**Page extract**
● ● ● ●

LOAC, also known as the International Humanitarian Law, relies on two primary rule groups: jus ad bellum and jus ad bello, which is Latin for “justice to war” and “justice in war,” respectively. In other words, there are rules for how a country proceeds to a state of war and, once there, for how it conducts its war effort.

On May 8, 2009, the head of the US Strategic Command, US Air Force General Kevin P. Chilton, was quoted in Stars and Stripes as saying “[t]he Law of Armed Conflict will apply to this domain.” It is still unclear how many other nations will adopt that same approach, particularly the Russian Federation and the People’s Republic of China.

Amit Sharma, deputy director of India’s Ministry of Defense—Defense Research and Development Organization, prefers a different approach, one styled after the Mutually Assured Destruction (MAD) model of nuclear deterrence:

You can talk endlessly about the law of armed conflict, but a treaty would not be achieved. ... The only viable solution is one of cyber deterrence.

According to a June 27, 2009, New York Times article entitled “US and Russia Differ on a Treaty for Cyberspace”:

Russia favors an international treaty along the lines of those negotiated for chemical weapons and has pushed for that approach at a series of meetings this year and in public statements by a high-ranking official.

The United States argues that a treaty is unnecessary. It instead advocates improved cooperation among international law enforcement groups. If these groups cooperate to make cyberspace more secure against criminal intrusions, their work will also make cyberspace more secure against military campaigns, American officials say.

These areas of dispute are reflected in the multiple faces of cyber aggression:

  • Cyber attacks against government or critical civilian websites or networks without accompanying military force

  • Cyber attacks against government or critical civilian websites or networks with accompanying military force

  • Cyber attacks against internal political opponents

  • Cyber intrusions into critical infrastructure and networks

  • Acts of cyber espionage

How many of these real-world attacks should be considered acts of cyber warfare? All? None? Only those that can be attributed directly to a nation-state?

● ● ● ●

**Object location annotation data**
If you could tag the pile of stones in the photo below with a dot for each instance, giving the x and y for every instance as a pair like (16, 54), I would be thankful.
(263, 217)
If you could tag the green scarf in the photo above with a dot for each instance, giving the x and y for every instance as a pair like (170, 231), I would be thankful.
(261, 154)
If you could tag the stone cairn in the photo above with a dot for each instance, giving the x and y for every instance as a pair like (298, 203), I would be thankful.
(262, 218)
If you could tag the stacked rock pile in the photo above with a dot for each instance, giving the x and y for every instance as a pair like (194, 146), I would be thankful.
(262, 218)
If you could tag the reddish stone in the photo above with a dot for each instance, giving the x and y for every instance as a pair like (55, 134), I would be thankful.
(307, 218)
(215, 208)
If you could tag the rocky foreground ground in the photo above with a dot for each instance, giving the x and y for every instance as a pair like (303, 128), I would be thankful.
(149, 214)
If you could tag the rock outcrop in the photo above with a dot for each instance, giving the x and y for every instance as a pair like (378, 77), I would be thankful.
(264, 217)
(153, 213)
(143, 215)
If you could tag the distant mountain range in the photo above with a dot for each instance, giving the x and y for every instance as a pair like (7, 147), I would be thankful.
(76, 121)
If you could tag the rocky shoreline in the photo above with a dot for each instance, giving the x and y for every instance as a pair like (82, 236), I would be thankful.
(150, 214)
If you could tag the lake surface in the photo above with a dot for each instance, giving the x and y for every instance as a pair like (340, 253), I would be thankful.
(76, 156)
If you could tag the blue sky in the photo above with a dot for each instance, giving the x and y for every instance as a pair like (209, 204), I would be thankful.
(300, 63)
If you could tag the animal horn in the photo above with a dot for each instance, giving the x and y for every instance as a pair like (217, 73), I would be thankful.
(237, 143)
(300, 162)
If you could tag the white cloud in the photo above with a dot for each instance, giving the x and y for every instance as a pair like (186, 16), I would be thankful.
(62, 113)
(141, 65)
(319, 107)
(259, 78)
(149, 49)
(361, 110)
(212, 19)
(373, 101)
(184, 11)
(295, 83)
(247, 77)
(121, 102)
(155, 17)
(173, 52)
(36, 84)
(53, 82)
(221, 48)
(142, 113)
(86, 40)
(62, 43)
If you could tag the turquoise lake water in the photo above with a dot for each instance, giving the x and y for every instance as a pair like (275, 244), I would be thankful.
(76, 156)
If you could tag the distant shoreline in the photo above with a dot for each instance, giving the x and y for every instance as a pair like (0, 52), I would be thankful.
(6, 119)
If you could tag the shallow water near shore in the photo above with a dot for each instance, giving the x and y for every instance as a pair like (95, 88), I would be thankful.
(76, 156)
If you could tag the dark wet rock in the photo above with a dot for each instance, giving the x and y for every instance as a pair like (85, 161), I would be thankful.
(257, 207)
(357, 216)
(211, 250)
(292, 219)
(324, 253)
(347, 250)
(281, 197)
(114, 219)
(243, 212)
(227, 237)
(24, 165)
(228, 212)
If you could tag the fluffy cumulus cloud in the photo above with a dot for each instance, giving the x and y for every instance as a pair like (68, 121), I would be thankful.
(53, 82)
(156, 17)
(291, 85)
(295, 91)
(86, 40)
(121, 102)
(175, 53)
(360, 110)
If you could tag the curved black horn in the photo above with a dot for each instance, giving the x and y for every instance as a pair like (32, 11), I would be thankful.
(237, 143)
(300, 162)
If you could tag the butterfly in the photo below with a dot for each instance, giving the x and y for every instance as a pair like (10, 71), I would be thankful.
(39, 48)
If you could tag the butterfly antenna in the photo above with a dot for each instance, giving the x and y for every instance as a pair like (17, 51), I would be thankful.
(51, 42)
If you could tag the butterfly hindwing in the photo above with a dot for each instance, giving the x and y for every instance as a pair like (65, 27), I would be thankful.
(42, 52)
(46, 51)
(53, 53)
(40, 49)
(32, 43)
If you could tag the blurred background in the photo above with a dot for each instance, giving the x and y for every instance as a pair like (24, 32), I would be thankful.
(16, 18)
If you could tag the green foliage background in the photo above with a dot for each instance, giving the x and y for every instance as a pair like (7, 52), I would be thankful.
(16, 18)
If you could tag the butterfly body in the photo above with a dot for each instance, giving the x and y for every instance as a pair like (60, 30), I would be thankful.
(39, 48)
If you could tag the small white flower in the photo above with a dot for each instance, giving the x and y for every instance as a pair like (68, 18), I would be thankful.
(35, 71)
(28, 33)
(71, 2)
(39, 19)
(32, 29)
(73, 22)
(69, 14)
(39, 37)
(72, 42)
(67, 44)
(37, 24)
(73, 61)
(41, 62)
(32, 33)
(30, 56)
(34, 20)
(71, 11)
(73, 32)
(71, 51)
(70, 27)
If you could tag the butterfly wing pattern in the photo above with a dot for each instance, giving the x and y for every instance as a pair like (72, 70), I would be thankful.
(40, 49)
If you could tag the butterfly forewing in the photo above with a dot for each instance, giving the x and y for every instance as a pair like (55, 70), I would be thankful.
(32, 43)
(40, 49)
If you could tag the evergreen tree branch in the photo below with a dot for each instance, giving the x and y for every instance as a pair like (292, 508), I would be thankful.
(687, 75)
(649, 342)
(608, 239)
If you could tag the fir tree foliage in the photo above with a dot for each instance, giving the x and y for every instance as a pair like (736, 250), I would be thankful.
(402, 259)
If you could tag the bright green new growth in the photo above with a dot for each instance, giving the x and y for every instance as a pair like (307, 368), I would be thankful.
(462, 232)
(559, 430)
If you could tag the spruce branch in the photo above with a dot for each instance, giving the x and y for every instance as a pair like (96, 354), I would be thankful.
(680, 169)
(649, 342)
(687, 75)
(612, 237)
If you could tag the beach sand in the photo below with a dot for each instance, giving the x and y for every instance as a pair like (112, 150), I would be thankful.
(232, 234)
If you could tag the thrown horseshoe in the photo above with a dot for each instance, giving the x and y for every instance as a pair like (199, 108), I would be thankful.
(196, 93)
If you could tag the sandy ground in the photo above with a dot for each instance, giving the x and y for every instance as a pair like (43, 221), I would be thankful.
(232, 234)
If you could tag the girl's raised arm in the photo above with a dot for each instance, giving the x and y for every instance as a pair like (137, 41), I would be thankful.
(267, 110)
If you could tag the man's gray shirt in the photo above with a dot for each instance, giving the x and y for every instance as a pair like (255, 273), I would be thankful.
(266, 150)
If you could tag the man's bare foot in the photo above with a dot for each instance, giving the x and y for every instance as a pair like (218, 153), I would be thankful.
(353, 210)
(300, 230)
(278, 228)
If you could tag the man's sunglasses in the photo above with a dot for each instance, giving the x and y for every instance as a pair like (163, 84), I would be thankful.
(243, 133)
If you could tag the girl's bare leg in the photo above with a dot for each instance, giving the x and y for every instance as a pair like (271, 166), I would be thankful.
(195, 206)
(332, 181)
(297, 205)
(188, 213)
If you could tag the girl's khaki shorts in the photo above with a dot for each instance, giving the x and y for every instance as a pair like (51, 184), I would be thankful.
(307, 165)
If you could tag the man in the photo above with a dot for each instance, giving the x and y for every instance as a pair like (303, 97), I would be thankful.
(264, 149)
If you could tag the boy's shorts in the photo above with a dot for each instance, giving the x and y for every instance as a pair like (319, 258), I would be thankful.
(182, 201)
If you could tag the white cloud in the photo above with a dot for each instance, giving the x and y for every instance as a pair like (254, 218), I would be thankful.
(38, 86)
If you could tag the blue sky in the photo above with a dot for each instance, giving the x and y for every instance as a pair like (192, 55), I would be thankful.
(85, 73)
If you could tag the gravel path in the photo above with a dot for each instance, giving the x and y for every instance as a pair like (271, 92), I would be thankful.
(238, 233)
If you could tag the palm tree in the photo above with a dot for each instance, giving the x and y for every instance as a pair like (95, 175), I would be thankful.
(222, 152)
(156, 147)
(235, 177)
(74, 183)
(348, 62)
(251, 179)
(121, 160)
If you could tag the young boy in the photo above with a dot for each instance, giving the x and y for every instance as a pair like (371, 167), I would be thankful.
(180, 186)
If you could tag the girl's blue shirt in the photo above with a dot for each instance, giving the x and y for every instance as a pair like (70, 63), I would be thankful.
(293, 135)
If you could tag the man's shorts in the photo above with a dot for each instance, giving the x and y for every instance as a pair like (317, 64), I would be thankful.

● ● ● ●

**Required tasks**
1 – According to the cyber warfare passage, what does the United States advocate instead of a cyberspace treaty?
2 – Please write what comes next in the cyber warfare passage, following on from its final sentence.

**Task-by-task results**
1 – Improved cooperation among international law enforcement groups.

2 –
The first thing to realize is that legally there is no such concept as an act of war, cyber or otherwise. The UN Charter lays out when a nation-state can use force in self-defense against an act of aggression, but it refers entirely to armed conflict. Other treaties may provide a better framework for establishing definitions for cyber aggression, and these are thoroughly examined in a 2009 paper by Scott Shackleford entitled “From Nuclear War to Net War: Analogizing Cyber Attacks in International Law,” published in the Berkeley Journal of International Law (BJIL), Vol 25 No 3.

Shackleford lists a few treaty regimes that may be useful in constructing an international cyber treaty:

  • Nuclear nonproliferation treaties

  • The Antarctic Treaty System and Space law

  • United Nations Convention on the Law of the Sea (UNCLOS)

  • Mutual Legal Assistance Treaties (MLAT)

Nuclear Nonproliferation Treaties

Nuclear nonproliferation treaties are designed to limit the spread of nuclear weapons at the very earliest stages of development, i.e., at the nuclear reactor level. They were used most recently in Iran when it refused to fully cooperate with the International Atomic Energy Agency (IAEA).

Nonproliferation treaties work because the components of creating a nuclear device are highly restricted and closely monitored by the IAEA as well as by various governments that have their own agencies monitoring such activities (e.g., US Nuclear Emergency Support Team [NEST]).

Unfortunately, the genie is already out of the bottle when it comes to the components of cyber warfare. Everything that an attacker needs is in wide distribution and freely available or available at a reasonable price. That pretty much kills the effectiveness of any proposed nonproliferation-type treaty aimed at keeping states from engaging in or developing a cyber warfare capability.

While there has been some hyperbole on the part of military officials in Russia and the United States around the issue of scale and proportionality in response to a large-scale cyber attack,[2] neither nation has a policy to deal with it.

Can a cyber attack rise to the level of a nuclear attack? Not in and of itself, but a sufficiently large-scale cyber attack that takes down critical networks and in turn results in systemic failures of safety systems at nuclear power plants could have devastating consequences, including loss of life.

The Antarctic Treaty System and Space Law

Cyberspace has frequently been compared to outer space, as both are boundless and unregulated. Surprisingly, there is no prohibition against using outer space as a weapons platform unless it involves the use of nuclear weapons, which is prohibited by international treaty, and/or such weapons are placed on a planetary body such as the moon, which is also prohibited. The void in between, however, is still unregulated.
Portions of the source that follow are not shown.